> [Requirement 1]:
Answer these three questions using the sewing tutorial below:
(a) About how wide is the pattern designed to make the finished belt loops?
(b) How far from the edge should you topstitch along both long sides of the folded belt loop?
(c) Into how many pieces can the finished belt loop be cut before you attach them to the pants?
> [Requirement 2]: Write the next part of the sewing tutorial below, going on after its last sentence.

Tag Archives: waistband

OAL2018: Belt Loops & Waistband

18 Jun

Good morning, everyone! If you are participating in this year’s OAL, you should be rocking and rolling along with both your sewing & knitting projects. As I mentioned in the announcement, I will not be offering full tutorials for sewing the Lander Pants – there is a great sewalong available for free on the True Bias website, should you need the additional support – but I did want to pop in and share an alternate method for sewing the belt loops & attaching the waistband. Even if you are not participating in this year’s OAL, I hope you will find this useful!

OAL 2018: Belt Loops & Waistband

You’ll want to make your belt loops before you attach the waistband (note that you can also attach the belt loops after the waistband if you prefer! For the sake of simplicity, I am following the pattern directions here). The pattern has you sew a tube that you turn right side out and press flat. This is a great method if you are sewing with a lightweight fabric, but it can be a nightmare to try to turn that skinny tube if you are using a heavier fabric, especially denim. Even my red linen doesn’t like being pulled like that! So here is an alternate method if you are using a thicker fabric, or just hate turning tubes 🙂

OAL 2018: Belt Loops & Waistband

Finish one long edge of the belt loop piece. I used a serger, but you can also sew over the edge with a zigzag stitch, or bind with fabric.

OAL 2018: Belt Loops & Waistband

The pattern is designed for the finished belt loops to be about 1/2″ wide. You may want to trim 1/8″ off the long (unfinished) edge of your piece if you want to maintain that measurement. Otherwise, your belt loops will end up being about 5/8″ wide.

OAL 2018: Belt Loops & Waistband
OAL 2018: Belt Loops & Waistband

Starting with the unfinished side, fold the belt loop into thirds with the right sides facing. You will end with the finished edge on top, hiding all raw edges. Be nitpicky here and do your best to get the finished edge right EXACTLY on top of the first fold.

OAL 2018: Belt Loops & Waistband

Topstitch along both long sides at 1/8″. This is why it is so important to get the finished edge right on the fold – if you are too close to the center, the stitching line won’t catch it.

And that’s it! This gives the same effect as the turned-tube-belt-loop-, but I find it a lot easier to sew. From here, you can cut your belt loop into 5 pieces and attach them to the top of the pants as instructed.

Now, for the waistband!

If this tutorial seems like deja vu, it’s because I’ve showed it before on my blog! I wanted to show it again for those who missed it the first time, and also to show that it does work for one piece waistbands as well as two piece!

> [Record list]:
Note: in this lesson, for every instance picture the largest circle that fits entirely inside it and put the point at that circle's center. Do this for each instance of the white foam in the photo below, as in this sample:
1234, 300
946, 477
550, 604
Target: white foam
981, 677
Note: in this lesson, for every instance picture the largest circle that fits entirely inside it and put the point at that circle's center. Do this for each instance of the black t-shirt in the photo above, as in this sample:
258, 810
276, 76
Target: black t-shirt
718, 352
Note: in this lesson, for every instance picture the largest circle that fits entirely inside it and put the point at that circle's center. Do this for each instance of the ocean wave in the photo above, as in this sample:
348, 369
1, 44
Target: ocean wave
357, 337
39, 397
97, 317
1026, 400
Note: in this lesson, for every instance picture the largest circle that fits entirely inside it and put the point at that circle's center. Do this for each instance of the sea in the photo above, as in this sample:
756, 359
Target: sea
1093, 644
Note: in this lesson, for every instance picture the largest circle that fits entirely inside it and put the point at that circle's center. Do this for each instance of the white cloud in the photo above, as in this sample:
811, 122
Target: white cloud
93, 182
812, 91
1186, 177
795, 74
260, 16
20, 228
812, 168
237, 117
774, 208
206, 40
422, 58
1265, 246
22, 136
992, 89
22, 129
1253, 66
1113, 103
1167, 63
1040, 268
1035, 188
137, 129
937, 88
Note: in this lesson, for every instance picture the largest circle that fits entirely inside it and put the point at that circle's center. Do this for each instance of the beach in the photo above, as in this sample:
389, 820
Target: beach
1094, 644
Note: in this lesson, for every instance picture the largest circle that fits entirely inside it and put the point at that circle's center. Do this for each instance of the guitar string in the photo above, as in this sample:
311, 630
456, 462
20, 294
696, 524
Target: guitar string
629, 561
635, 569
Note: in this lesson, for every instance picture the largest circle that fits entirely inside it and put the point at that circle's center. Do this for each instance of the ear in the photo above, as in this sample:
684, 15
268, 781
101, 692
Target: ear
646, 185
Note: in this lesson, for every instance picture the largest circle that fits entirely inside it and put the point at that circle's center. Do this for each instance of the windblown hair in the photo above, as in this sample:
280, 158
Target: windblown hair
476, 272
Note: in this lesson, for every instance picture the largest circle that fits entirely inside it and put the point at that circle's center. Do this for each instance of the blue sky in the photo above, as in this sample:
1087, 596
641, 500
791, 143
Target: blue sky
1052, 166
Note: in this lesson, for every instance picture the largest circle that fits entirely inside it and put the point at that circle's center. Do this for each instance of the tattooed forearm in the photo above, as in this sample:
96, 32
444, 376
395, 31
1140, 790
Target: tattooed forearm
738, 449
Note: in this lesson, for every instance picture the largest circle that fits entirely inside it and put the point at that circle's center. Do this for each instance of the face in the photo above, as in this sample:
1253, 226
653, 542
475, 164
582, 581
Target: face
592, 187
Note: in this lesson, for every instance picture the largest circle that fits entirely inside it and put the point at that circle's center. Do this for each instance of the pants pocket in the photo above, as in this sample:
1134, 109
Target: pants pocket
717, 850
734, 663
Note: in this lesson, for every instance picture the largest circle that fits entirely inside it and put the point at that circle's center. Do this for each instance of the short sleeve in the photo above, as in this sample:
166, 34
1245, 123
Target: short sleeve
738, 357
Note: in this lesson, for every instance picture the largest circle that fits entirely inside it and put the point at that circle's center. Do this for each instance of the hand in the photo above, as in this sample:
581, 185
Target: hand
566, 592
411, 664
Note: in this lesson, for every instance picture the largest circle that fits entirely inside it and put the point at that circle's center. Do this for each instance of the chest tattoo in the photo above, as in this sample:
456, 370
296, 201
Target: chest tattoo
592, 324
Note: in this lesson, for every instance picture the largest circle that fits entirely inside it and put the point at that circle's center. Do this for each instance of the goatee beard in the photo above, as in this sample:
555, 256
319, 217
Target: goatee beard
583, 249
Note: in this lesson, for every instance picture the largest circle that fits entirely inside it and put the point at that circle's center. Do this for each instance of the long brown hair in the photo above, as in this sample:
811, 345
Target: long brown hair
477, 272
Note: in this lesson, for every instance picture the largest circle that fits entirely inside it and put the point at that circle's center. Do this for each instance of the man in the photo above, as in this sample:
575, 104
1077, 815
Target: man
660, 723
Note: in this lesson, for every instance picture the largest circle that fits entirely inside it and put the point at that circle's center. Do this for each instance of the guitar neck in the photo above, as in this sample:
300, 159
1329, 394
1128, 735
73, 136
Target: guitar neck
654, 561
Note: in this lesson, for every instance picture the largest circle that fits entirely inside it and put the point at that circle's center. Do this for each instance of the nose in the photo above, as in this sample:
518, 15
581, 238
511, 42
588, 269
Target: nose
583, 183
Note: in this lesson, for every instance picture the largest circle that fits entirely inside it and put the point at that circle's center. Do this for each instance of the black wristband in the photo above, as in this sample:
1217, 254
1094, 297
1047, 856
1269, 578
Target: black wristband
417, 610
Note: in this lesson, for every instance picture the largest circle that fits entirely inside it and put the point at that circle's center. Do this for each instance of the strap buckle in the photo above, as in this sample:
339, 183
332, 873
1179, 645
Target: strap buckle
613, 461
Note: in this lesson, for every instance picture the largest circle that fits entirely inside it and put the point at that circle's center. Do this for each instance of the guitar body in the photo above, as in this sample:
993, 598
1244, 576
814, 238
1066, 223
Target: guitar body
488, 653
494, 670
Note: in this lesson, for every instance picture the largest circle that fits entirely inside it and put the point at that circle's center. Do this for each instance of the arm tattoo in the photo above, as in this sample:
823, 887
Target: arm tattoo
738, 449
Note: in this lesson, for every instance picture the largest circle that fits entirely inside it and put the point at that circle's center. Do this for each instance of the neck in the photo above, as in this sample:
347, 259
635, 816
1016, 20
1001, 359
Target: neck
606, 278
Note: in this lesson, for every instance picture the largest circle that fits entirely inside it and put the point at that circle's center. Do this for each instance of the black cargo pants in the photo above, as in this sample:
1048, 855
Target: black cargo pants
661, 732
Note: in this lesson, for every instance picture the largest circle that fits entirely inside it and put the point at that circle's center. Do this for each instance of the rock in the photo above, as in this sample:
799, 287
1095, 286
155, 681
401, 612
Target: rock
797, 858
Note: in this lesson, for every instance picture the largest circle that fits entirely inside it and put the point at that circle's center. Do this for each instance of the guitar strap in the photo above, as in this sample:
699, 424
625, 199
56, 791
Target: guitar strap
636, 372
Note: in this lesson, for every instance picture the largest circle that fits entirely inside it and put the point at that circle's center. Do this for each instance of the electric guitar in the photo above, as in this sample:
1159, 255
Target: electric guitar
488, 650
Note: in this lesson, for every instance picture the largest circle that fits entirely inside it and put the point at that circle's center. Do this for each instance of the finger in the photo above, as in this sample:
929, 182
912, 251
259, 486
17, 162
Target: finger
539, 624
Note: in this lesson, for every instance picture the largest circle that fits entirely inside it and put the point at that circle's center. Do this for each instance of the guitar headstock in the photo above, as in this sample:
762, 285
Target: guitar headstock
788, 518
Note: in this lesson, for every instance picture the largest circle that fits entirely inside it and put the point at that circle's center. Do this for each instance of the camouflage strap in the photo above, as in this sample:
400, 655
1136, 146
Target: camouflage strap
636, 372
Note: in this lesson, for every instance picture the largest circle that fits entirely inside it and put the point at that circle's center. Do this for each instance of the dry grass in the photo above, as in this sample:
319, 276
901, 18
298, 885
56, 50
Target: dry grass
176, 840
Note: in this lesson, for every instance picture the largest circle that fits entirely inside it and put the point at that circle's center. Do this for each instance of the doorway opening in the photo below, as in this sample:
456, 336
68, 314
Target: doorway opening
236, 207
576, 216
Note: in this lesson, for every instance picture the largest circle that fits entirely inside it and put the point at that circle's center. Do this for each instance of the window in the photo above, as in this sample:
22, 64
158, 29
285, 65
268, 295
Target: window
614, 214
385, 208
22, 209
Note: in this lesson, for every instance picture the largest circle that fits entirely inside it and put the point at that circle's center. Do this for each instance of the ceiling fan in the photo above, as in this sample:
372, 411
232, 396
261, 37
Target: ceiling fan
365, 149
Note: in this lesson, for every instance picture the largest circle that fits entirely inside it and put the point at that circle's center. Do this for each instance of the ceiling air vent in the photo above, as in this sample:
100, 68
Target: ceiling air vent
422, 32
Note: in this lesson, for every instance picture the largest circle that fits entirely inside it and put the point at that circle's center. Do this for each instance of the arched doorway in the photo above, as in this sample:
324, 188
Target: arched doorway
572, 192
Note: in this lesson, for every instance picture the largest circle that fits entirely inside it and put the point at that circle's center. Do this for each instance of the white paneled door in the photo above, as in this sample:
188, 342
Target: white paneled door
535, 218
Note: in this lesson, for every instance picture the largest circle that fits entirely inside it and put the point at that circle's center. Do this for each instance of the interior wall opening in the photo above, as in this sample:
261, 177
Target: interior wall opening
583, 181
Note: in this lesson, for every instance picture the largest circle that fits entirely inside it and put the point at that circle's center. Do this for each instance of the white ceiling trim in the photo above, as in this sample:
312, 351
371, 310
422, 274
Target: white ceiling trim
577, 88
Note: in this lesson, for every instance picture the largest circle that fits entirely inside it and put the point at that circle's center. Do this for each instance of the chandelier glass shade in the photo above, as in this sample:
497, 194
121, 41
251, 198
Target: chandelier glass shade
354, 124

> [Expected output 1]:
(a) About 1/2″
(b) 1/8″
(c) 5

> [Expected output 2]:
OAL 2018: Belt Loops & Waistband

On your interfaced waistband piece, fold up one long edge a little bit less than the seam allowance (this pattern is 1/2″, so I folded up my edge at 3/8″) and press.

OAL 2018: Belt Loops & Waistband

This is gonna seem ass-backwards – just bear with me! Attach the waistband to the INSIDE of the pants, with the right side of the waistband facing the wrong side of the pants. Sew all the way around at your normal seam allowance, making sure to leave at least 1/2″ overhang at each end (you can always cut off any excess). You will sew all the way around, from one opening to the other. If your pants have a zipper, make sure that it is unzipped and sew right across the zipper – just go slow so you don’t break your needle on the teeth.

OAL 2018: Belt Loops & Waistband

Now you’ll fold the waistband back on itself, with the right sides facing. The side that has been folded and pressed – i.e., the side that was not sewn to the pants) should hang below by about 1/8″-1/16″. This is to ensure that the stitching line you just did will be covered when you turn the waistband right side out.

Now, stitch along the short edge, keeping in line with the center front edge of the pants. It may be helpful to draw a guideline here first with a ruler (which is exactly what I do – no shame here!).

OAL 2018: Belt Loops & Waistband

Trim one of the seam allowance layers in half. Do not trim the corner, keep some seam allowance there.

OAL 2018: Belt Loops & Waistband

Now you will turn the waistband right side out! To get a nice, crisp corner, start by sticking your thumb in the waistband up to the corner.

OAL 2018: Belt Loops & Waistband

While your thumb is still in that corner, use your pointer finger to push the seam allowance down to one side (doesn’t matter which side) (Sorry, I don’t have pretty hands haha)

OAL 2018: Belt Loops & Waistband
OAL 2018: Belt Loops & Waistband

Keeping your fingers in that weird pinch, turn the waistband out to the right side.

OAL 2018: Belt Loops & Waistband

You should end up with a nice sharp corner here! You can use a point turner to really push the edge out if you need it to be even sharper 🙂 By holding the seam allowances in place when you turn right side out, this keeps the corner sharp (rather than trying to crap the seam allowances in after the fact). Keeping a bit of fabric in the seam allowances (rather than trimming down aggressively) also adds some structure to that corner, so it doesn’t collapse on itself.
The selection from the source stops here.